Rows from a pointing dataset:
..........

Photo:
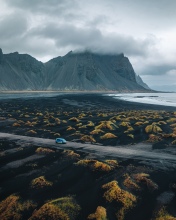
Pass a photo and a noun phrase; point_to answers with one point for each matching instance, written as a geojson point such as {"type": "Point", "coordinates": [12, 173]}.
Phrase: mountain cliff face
{"type": "Point", "coordinates": [74, 71]}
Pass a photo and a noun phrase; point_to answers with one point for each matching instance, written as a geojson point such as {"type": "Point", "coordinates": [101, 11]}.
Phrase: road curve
{"type": "Point", "coordinates": [142, 152]}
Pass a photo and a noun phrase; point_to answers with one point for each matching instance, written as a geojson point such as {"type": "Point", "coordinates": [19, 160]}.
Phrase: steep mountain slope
{"type": "Point", "coordinates": [74, 71]}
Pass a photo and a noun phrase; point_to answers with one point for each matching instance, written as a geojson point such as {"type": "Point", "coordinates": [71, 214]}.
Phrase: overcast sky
{"type": "Point", "coordinates": [145, 31]}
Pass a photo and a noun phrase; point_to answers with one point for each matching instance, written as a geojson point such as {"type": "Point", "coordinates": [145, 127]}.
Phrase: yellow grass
{"type": "Point", "coordinates": [40, 182]}
{"type": "Point", "coordinates": [100, 214]}
{"type": "Point", "coordinates": [108, 136]}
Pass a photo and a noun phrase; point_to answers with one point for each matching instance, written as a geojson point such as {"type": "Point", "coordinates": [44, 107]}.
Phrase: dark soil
{"type": "Point", "coordinates": [49, 118]}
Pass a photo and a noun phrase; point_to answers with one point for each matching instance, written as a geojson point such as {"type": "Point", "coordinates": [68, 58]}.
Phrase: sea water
{"type": "Point", "coordinates": [166, 99]}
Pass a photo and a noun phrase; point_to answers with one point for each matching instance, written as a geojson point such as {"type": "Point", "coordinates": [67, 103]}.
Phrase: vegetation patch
{"type": "Point", "coordinates": [40, 183]}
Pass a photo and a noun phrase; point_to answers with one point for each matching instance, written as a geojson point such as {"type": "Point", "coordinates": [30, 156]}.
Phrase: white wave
{"type": "Point", "coordinates": [166, 99]}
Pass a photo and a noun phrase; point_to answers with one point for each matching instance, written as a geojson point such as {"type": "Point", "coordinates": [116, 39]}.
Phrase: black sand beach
{"type": "Point", "coordinates": [39, 182]}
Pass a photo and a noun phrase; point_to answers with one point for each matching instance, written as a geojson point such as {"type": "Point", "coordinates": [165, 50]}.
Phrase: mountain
{"type": "Point", "coordinates": [74, 71]}
{"type": "Point", "coordinates": [140, 82]}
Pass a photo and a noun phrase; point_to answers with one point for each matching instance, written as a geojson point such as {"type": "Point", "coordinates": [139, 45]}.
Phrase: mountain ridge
{"type": "Point", "coordinates": [83, 71]}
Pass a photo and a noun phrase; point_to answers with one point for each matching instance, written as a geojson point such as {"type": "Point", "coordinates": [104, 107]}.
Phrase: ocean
{"type": "Point", "coordinates": [166, 99]}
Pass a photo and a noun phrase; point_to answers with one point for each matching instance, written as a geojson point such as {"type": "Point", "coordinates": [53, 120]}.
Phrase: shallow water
{"type": "Point", "coordinates": [27, 95]}
{"type": "Point", "coordinates": [166, 99]}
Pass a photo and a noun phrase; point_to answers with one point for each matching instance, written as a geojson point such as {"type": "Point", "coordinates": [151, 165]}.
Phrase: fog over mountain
{"type": "Point", "coordinates": [74, 71]}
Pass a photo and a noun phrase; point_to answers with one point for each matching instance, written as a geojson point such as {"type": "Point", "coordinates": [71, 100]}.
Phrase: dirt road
{"type": "Point", "coordinates": [143, 152]}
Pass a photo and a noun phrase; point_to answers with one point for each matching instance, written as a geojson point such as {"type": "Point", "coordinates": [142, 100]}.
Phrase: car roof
{"type": "Point", "coordinates": [60, 139]}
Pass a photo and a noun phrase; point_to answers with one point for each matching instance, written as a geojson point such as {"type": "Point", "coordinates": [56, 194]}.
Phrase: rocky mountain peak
{"type": "Point", "coordinates": [74, 71]}
{"type": "Point", "coordinates": [1, 55]}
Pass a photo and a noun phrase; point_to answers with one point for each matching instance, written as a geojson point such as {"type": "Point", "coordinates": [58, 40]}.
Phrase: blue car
{"type": "Point", "coordinates": [60, 141]}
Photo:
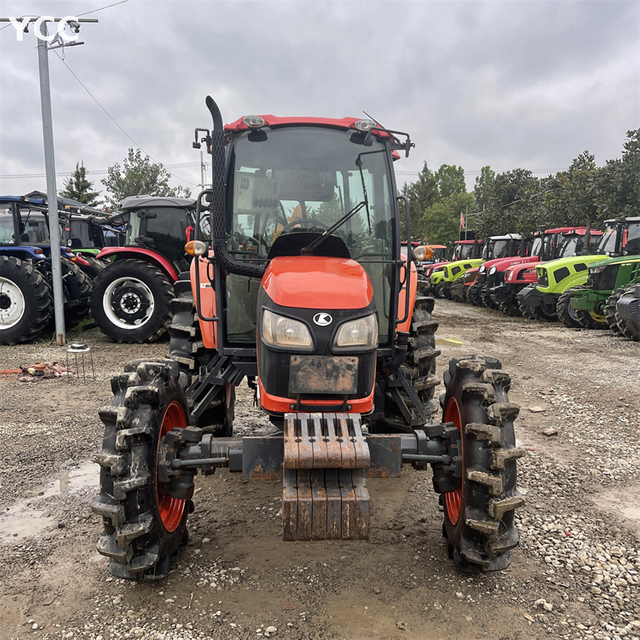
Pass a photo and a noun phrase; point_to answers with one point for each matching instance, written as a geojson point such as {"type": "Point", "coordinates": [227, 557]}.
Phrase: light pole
{"type": "Point", "coordinates": [49, 157]}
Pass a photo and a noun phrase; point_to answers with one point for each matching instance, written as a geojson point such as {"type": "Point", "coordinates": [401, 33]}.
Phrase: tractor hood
{"type": "Point", "coordinates": [317, 282]}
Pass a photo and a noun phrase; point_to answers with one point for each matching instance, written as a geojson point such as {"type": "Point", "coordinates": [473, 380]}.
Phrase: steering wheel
{"type": "Point", "coordinates": [304, 222]}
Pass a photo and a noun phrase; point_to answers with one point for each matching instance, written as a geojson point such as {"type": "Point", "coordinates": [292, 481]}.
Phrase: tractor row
{"type": "Point", "coordinates": [119, 270]}
{"type": "Point", "coordinates": [581, 277]}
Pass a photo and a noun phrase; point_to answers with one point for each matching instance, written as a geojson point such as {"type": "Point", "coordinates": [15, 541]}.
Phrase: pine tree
{"type": "Point", "coordinates": [79, 187]}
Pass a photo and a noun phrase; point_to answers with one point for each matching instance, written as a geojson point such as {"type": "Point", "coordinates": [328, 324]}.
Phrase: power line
{"type": "Point", "coordinates": [113, 120]}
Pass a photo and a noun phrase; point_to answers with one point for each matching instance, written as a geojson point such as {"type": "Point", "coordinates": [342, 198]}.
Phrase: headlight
{"type": "Point", "coordinates": [279, 331]}
{"type": "Point", "coordinates": [362, 332]}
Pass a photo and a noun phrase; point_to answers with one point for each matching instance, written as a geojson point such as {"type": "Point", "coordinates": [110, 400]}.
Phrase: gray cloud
{"type": "Point", "coordinates": [507, 84]}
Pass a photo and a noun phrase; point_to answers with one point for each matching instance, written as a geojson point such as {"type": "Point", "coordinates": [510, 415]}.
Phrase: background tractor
{"type": "Point", "coordinates": [549, 298]}
{"type": "Point", "coordinates": [26, 299]}
{"type": "Point", "coordinates": [301, 289]}
{"type": "Point", "coordinates": [132, 295]}
{"type": "Point", "coordinates": [628, 311]}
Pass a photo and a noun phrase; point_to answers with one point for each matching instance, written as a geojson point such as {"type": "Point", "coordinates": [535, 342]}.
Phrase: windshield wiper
{"type": "Point", "coordinates": [309, 249]}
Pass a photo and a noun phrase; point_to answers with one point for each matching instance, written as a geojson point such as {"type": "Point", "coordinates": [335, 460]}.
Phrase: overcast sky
{"type": "Point", "coordinates": [509, 83]}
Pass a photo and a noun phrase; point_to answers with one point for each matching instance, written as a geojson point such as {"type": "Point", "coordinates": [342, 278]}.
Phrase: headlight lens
{"type": "Point", "coordinates": [362, 332]}
{"type": "Point", "coordinates": [279, 331]}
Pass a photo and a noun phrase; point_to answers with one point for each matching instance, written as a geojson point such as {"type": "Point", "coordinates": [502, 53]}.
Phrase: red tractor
{"type": "Point", "coordinates": [131, 296]}
{"type": "Point", "coordinates": [302, 290]}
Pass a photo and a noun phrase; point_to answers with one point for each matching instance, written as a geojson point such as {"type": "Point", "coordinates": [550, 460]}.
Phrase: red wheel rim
{"type": "Point", "coordinates": [453, 499]}
{"type": "Point", "coordinates": [171, 509]}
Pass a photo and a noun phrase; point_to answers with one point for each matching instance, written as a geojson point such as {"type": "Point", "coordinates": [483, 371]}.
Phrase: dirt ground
{"type": "Point", "coordinates": [575, 574]}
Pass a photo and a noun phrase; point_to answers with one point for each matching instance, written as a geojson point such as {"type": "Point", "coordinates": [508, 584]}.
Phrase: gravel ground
{"type": "Point", "coordinates": [575, 574]}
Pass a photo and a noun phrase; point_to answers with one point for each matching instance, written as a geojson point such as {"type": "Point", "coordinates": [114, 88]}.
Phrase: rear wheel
{"type": "Point", "coordinates": [187, 349]}
{"type": "Point", "coordinates": [479, 515]}
{"type": "Point", "coordinates": [77, 287]}
{"type": "Point", "coordinates": [143, 524]}
{"type": "Point", "coordinates": [610, 311]}
{"type": "Point", "coordinates": [131, 301]}
{"type": "Point", "coordinates": [629, 328]}
{"type": "Point", "coordinates": [565, 312]}
{"type": "Point", "coordinates": [26, 303]}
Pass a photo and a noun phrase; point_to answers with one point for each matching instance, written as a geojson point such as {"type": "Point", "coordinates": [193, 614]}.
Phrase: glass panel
{"type": "Point", "coordinates": [306, 180]}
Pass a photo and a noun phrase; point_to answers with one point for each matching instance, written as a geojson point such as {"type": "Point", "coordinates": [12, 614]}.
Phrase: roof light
{"type": "Point", "coordinates": [364, 125]}
{"type": "Point", "coordinates": [253, 122]}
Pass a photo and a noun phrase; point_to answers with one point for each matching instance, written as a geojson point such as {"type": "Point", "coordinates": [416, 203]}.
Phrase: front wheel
{"type": "Point", "coordinates": [143, 524]}
{"type": "Point", "coordinates": [130, 301]}
{"type": "Point", "coordinates": [479, 515]}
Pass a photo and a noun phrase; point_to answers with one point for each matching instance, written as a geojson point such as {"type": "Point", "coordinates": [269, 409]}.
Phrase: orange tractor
{"type": "Point", "coordinates": [303, 290]}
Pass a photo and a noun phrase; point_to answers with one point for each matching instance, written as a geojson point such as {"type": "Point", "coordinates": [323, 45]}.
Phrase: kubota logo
{"type": "Point", "coordinates": [322, 319]}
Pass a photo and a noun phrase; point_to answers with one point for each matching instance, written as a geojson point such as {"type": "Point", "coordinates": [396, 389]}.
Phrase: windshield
{"type": "Point", "coordinates": [6, 225]}
{"type": "Point", "coordinates": [304, 180]}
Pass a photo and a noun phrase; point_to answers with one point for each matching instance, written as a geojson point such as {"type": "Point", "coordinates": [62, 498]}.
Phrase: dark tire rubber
{"type": "Point", "coordinates": [143, 526]}
{"type": "Point", "coordinates": [565, 312]}
{"type": "Point", "coordinates": [610, 311]}
{"type": "Point", "coordinates": [21, 284]}
{"type": "Point", "coordinates": [629, 328]}
{"type": "Point", "coordinates": [143, 285]}
{"type": "Point", "coordinates": [479, 517]}
{"type": "Point", "coordinates": [187, 349]}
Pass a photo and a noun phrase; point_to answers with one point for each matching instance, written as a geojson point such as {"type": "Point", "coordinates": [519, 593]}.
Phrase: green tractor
{"type": "Point", "coordinates": [594, 305]}
{"type": "Point", "coordinates": [557, 281]}
{"type": "Point", "coordinates": [628, 311]}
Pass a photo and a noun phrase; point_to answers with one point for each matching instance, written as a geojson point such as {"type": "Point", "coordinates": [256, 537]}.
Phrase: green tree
{"type": "Point", "coordinates": [440, 223]}
{"type": "Point", "coordinates": [78, 187]}
{"type": "Point", "coordinates": [483, 187]}
{"type": "Point", "coordinates": [449, 180]}
{"type": "Point", "coordinates": [139, 175]}
{"type": "Point", "coordinates": [421, 194]}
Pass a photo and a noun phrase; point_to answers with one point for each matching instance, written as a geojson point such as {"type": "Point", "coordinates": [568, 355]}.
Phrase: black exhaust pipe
{"type": "Point", "coordinates": [219, 200]}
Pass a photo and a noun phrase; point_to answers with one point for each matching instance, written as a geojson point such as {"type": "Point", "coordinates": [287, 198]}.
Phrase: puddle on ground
{"type": "Point", "coordinates": [33, 516]}
{"type": "Point", "coordinates": [625, 503]}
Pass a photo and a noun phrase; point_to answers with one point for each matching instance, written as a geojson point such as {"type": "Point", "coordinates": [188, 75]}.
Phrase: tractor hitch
{"type": "Point", "coordinates": [323, 460]}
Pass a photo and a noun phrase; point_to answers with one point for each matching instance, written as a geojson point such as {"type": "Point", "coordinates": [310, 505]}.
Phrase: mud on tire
{"type": "Point", "coordinates": [143, 525]}
{"type": "Point", "coordinates": [479, 517]}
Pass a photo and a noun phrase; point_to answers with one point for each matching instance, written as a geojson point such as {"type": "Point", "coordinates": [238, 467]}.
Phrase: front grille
{"type": "Point", "coordinates": [605, 280]}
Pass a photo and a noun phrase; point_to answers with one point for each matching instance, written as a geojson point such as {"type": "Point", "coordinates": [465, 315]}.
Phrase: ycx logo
{"type": "Point", "coordinates": [21, 26]}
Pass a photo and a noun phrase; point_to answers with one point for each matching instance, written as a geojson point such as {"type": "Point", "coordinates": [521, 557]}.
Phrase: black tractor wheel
{"type": "Point", "coordinates": [187, 349]}
{"type": "Point", "coordinates": [473, 295]}
{"type": "Point", "coordinates": [26, 303]}
{"type": "Point", "coordinates": [419, 368]}
{"type": "Point", "coordinates": [131, 301]}
{"type": "Point", "coordinates": [565, 312]}
{"type": "Point", "coordinates": [610, 310]}
{"type": "Point", "coordinates": [479, 515]}
{"type": "Point", "coordinates": [143, 524]}
{"type": "Point", "coordinates": [629, 328]}
{"type": "Point", "coordinates": [510, 308]}
{"type": "Point", "coordinates": [77, 288]}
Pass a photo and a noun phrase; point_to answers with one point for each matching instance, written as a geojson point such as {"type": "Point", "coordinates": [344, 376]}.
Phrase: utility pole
{"type": "Point", "coordinates": [49, 155]}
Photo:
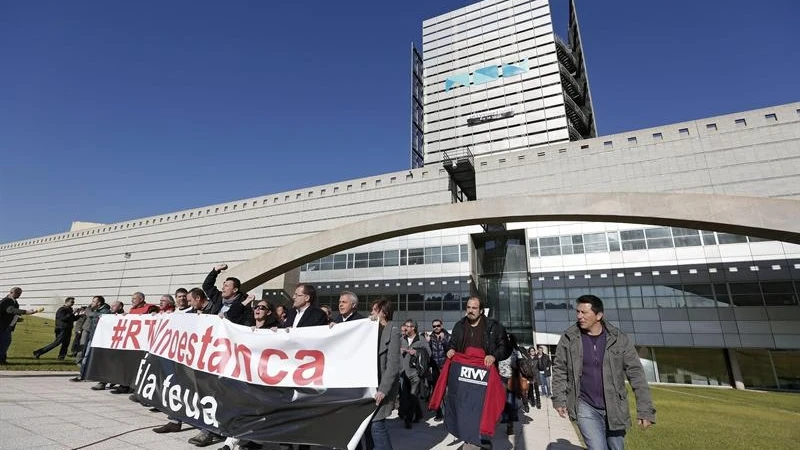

..........

» Do this
Pull out each line of the rows above that contains the word "front", treating uppercase and lowercase letters as different.

» Solution to the problem
Phrase: front wheel
Phrase: front grille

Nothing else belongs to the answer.